# EXTRAIT DU TEXTE
★ ★ ★ ★ ★ ★ ★

Suite à un intéressant travail sur « la charge mentale de noël » fait par Egalitaria, qu’on pourra consulter ici, et au fait que j’ai dû un peu y réfléchir pour le commenter (sur un thème que je n’aborde pas ici, allez le voir en bas de son article), je me suis soudain penché sur la figure du Père Noël. Tilt ! En tant que figure paternelle, et figure de patriarche, quelles significations sont attachées à ce personnage ?

Faisant une brève recherche sur « Père Noël et sexisme », je suis tombé sur de nombreux débats, remontant à 2001, 2007, 2010, 2015, 2018, etc. Mais revenant toujours peu ou prou sur le thème des « jouets genrés », du rose et du bleu, des pages publicitaires et des vitrines de commerces, etc. En bref : pourquoi du sexisme dans le don à l’enfant de jouets comme cadeaux « tombés du ciel ». Et aussi : faut-il culpabiliser les parents ? (remarquez le pluriel !) Réponse, non, les parents offrent ce que l’enfant attend… Voici cinq conseils pour des parents intelligents…  Etc., etc. Tout est pour le mieux, rassurez-vous et passez votre chemin.

Parlons donc ici du personnage. Remarquez que pour la Belgique et quelques régions du nord de la France ‘(et de l’Europe), on parle aussi de Saint-Nicolas ; j’y reviendrai.

  • Le Père Noël est un homme, d’abord.
  • C’est en plus un père, un vieux, un grand père.
  • C’est ensuite un homme avec des pouvoirs magiques : il vole dans le ciel, il passe au-dessus des maisons, il s’y introduit et en ressort sans faire peur à personne.
  • Et puis c’est un homme bon, un homme qui donne des cadeaux, des récompenses.
  • C’est enfin un seigneur, qui roule en carrosse attelé de plusieurs animaux dressés.

En voilà un drôle de personnage, avec autant d’attributs ! Et ce bonhomme, on l’aime, on s’attendrit sur lui, on raconte ses histoires. « Surtout ne prends pas froid », comme chantait Tino Rossi, mais aussi Léo Ferré à propos des vieux en couple.

Donc bravo à l’homme, bravo au patriarche, bravo à son pouvoir absolu, magique, bravo à son autorité pour juger et récompenser celles&ceux qui sont soumises&is et sages, bravo à sa puissance et sa richesse, bravo à sa bonté qui ne lui coûte rien.

★ ★ ★ ★ ★ ★ ★

Entrées du jeu de données

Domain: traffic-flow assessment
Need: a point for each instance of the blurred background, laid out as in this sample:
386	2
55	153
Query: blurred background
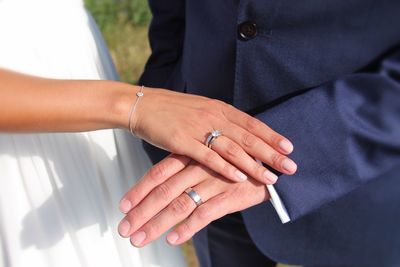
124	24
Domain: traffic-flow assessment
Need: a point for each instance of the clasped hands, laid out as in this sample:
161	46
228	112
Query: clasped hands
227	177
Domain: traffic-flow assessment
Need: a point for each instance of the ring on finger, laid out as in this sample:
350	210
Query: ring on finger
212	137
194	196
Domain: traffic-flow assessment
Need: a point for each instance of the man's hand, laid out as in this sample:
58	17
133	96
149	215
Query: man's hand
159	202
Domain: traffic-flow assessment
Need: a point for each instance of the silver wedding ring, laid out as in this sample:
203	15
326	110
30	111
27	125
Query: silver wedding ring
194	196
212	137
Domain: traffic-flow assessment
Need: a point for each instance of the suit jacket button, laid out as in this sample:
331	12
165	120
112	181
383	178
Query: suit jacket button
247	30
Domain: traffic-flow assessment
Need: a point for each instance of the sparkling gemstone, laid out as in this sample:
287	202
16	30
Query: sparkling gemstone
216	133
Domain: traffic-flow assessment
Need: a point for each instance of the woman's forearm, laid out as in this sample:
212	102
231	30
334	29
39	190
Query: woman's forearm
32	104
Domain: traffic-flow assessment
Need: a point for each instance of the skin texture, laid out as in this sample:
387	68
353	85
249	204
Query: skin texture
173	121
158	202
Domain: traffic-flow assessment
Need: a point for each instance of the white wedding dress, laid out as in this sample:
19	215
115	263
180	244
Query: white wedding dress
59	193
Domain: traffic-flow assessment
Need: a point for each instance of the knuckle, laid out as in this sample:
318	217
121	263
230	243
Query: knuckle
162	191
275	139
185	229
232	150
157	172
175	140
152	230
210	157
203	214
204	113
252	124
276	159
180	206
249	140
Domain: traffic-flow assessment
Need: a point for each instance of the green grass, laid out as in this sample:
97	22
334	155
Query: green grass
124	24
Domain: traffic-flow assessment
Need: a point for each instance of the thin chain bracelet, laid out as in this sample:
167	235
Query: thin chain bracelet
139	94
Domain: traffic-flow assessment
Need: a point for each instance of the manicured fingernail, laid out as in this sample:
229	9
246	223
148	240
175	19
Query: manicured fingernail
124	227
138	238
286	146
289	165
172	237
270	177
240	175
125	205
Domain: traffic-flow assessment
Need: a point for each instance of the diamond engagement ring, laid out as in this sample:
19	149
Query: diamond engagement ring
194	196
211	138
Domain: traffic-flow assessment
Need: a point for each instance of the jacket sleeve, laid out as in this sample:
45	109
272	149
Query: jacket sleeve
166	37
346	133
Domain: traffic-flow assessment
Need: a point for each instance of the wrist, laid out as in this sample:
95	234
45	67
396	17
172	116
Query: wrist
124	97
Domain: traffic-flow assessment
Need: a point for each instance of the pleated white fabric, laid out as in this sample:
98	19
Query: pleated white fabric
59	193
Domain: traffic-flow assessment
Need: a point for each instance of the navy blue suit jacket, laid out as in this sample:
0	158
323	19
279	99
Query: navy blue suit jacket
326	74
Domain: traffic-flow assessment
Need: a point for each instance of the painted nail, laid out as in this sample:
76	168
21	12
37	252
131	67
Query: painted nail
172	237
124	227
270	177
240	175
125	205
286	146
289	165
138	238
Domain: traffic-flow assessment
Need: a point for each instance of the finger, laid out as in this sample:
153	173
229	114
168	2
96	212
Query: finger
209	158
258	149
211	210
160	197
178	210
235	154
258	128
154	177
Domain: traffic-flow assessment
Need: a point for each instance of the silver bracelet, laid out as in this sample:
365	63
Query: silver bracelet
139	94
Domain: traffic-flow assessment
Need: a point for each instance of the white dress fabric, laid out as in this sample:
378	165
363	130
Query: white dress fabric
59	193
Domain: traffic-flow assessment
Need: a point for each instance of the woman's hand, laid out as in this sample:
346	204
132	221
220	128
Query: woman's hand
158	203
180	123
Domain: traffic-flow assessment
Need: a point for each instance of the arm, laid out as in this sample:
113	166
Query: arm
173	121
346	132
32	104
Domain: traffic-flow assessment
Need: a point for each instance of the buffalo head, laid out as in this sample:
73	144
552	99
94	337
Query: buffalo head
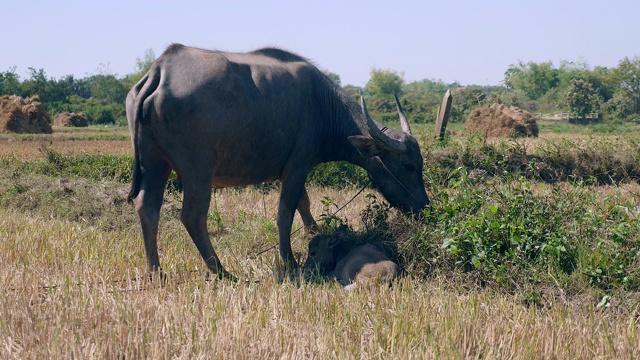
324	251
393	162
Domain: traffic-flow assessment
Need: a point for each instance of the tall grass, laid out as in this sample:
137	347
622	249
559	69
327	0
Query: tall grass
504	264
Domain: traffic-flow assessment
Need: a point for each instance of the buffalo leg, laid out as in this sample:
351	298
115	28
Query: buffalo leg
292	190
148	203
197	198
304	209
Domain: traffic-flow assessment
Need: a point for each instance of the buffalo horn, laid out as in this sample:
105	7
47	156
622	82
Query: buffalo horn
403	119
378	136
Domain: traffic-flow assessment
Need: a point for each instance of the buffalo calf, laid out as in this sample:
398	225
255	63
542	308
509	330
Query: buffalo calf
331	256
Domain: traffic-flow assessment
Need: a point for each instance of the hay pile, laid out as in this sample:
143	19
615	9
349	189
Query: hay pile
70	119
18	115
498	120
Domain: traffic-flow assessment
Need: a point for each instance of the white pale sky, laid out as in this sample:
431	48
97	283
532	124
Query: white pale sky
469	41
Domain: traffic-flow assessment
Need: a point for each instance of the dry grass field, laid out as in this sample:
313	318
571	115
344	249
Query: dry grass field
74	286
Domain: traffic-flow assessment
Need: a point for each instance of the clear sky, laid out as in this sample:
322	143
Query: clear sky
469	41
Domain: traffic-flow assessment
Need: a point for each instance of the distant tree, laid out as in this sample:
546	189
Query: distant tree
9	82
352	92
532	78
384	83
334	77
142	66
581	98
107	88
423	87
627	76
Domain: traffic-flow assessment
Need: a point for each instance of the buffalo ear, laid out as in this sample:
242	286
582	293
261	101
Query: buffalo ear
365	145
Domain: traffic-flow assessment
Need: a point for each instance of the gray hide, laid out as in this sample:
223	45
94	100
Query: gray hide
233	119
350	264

★ ★ ★ ★ ★ ★ ★

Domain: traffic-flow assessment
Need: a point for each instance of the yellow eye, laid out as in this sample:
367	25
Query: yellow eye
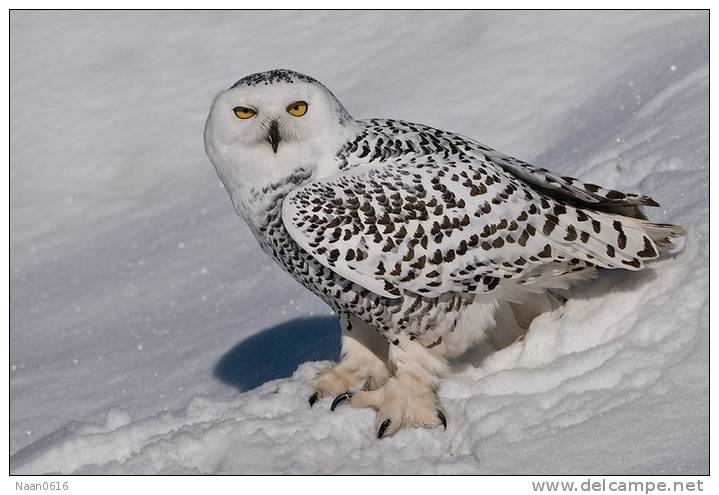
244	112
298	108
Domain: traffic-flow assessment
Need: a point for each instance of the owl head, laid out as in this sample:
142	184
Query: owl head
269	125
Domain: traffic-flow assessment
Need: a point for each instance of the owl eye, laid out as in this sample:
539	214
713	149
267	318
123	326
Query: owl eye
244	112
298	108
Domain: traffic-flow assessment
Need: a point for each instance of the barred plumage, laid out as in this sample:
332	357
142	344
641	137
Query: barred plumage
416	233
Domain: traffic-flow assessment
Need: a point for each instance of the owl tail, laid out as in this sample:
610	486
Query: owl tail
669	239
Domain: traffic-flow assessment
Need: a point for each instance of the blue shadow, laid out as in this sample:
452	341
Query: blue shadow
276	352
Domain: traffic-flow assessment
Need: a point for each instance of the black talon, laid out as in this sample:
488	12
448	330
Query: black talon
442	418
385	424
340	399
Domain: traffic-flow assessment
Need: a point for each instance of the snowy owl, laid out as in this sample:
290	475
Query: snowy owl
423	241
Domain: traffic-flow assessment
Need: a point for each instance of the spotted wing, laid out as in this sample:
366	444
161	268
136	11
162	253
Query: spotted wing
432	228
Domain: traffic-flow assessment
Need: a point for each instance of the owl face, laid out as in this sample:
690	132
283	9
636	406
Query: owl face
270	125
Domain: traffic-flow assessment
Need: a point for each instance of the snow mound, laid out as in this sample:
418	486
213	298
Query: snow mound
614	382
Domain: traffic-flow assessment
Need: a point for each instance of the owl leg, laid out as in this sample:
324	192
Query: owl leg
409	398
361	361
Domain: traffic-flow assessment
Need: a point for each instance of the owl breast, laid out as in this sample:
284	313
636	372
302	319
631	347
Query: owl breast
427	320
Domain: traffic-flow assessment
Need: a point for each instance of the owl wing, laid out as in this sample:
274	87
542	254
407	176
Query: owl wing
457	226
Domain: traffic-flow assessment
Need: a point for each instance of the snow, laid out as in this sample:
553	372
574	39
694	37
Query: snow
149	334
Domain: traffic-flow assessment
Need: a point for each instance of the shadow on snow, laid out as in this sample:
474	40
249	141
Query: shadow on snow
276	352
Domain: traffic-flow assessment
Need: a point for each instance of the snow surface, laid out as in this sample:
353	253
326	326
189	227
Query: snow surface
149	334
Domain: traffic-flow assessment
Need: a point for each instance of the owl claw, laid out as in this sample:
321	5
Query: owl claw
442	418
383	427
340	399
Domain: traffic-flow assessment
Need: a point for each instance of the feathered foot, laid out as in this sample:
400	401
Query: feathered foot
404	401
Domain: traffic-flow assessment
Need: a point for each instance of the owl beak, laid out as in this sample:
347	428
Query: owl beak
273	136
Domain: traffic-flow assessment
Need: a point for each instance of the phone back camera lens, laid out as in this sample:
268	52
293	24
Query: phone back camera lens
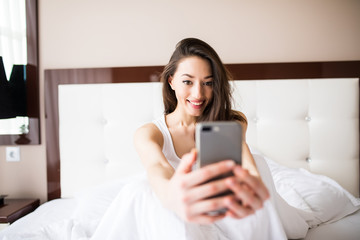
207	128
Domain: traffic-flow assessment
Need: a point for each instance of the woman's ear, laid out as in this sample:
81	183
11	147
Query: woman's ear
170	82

★ ★ ★ ★ ★ ★ ★

# CONSIGNE A
D'après le texte sur la figure du Père Noël, dans quelles régions parle-t-on aussi de Saint-Nicolas ?
# CONSIGNE B
Mettez à jour le passage du texte sur la figure du Père Noël en partant de « Parlons donc ici » et en allant jusqu'à « vieux en couple. », avec « carrosse » remplacé par « traîneau ».
# CONSIGNE C
Prolongez le texte sur la figure du Père Noël après sa dernière phrase.

# RÉSULTAT DE L'EXERCICE A
En Belgique et dans quelques régions du nord de la France (et de l'Europe).

# RÉSULTAT DE L'EXERCICE B
Parlons donc ici du personnage. Remarquez que pour la Belgique et quelques régions du nord de la France ‘(et de l’Europe), on parle aussi de Saint-Nicolas ; j’y reviendrai.

  • Le Père Noël est un homme, d’abord.
  • C’est en plus un père, un vieux, un grand père.
  • C’est ensuite un homme avec des pouvoirs magiques : il vole dans le ciel, il passe au-dessus des maisons, il s’y introduit et en ressort sans faire peur à personne.
  • Et puis c’est un homme bon, un homme qui donne des cadeaux, des récompenses.
  • C’est enfin un seigneur, qui roule en traîneau attelé de plusieurs animaux dressés.

En voilà un drôle de personnage, avec autant d’attributs ! Et ce bonhomme, on l’aime, on s’attendrit sur lui, on raconte ses histoires. « Surtout ne prends pas froid », comme chantait Tino Rossi, mais aussi Léo Ferré à propos des vieux en couple.

# RÉSULTAT DE L'EXERCICE C
Quand certains utilisent la technique du « tapis de bombes » (de décisions répressives), lui utilise la technique du « tapis de cadeaux » !

Dans les traditions nordiques, le Père Noël est un homme caché dans la forêt, entouré de nains et d’animaux, dans un monde magique, hors du temps (il n’y entre que durant un mois d’hiver). Ce n’est donc pas un sauvage, mais un habitant positif et béni de la Nature paradisiaque. Dans la tradition de Saint-Nicolas, le personnage est un religieux de niveau supérieur (évêque), qui a fait des tours miraculeux comme de reconstruire des enfants tués et découpés dans un saloir (mis en conserve pour l’alimentation !). A l’époque de la colonisation et la découverte des humains noirs, il s’est adjoint le « Père Fouettard », un aidant punitif, un sauvage (noir à la présence mystérieuse) qui réprime les enfants, et explique le pouvoir autoritaire du saint homme. Il n’a pas de lien avec la Nature, il préfigure le Jugement dernier, dans sa grande bonté.

Quelle signification se cache derrière cela ? C’est évidemment une magnification de l’homme et de son rôle de père aimant, malgré sa sévérité, et source de toute chose pour le cercle de famille. C’est aussi une célébration du pouvoir et de la richesse. C’est donc un enchantement du Patriarcat, au sens fondamental de pouvoir du patriarche, du père ancestral. C’est un mythe qui transforme et enchante la réalité prosaïque des femmes et des hommes. Et des enfants. On peut supposer que l’église catholique a produit des récits mythologiques pour recycler un personnage déjà célébré et ainsi recouvrir de cette construction des histoires présentes dans des peuplades « barbares » anciennes. Mais aussi pour construire et ancrer le personnage du père marié et à la fonction parentale apaisée (L’église lutte pour imposer le mariage aux hommes vers 1000-1100, avec l’aide des femmes, car eux se font tirer l’oreille).

Soulignons que dans cette tradition, la femme est absente entièrement. C’est une magie masculine. (Même si c’est les mères qui choisissent les cadeaux…).

* * *

Dans mon commentaire à l’article d’Egalitaria, je parlais de la fête de Noël comme fête traditionnelle, avec son menu traditionnel, son sapin traditionnel, ses cadeaux, confettis et cotillons et autres traditions. Bref comme rituel imposé par la collectivité. La société impose à mère et père une pression sociale pour faire et réussir la fête familiale, l’essentiel du travail reposant sur la femme. Le père va choisir et chambrer le vin, acheter le sapin (tradition du lien à la forêt !) et… tilt ! revêtir un costume de Père Noël qui apparait furtivement aux yeux des enfants. C’est pour lui l’essentiel, la femme s’occupe de tout le reste.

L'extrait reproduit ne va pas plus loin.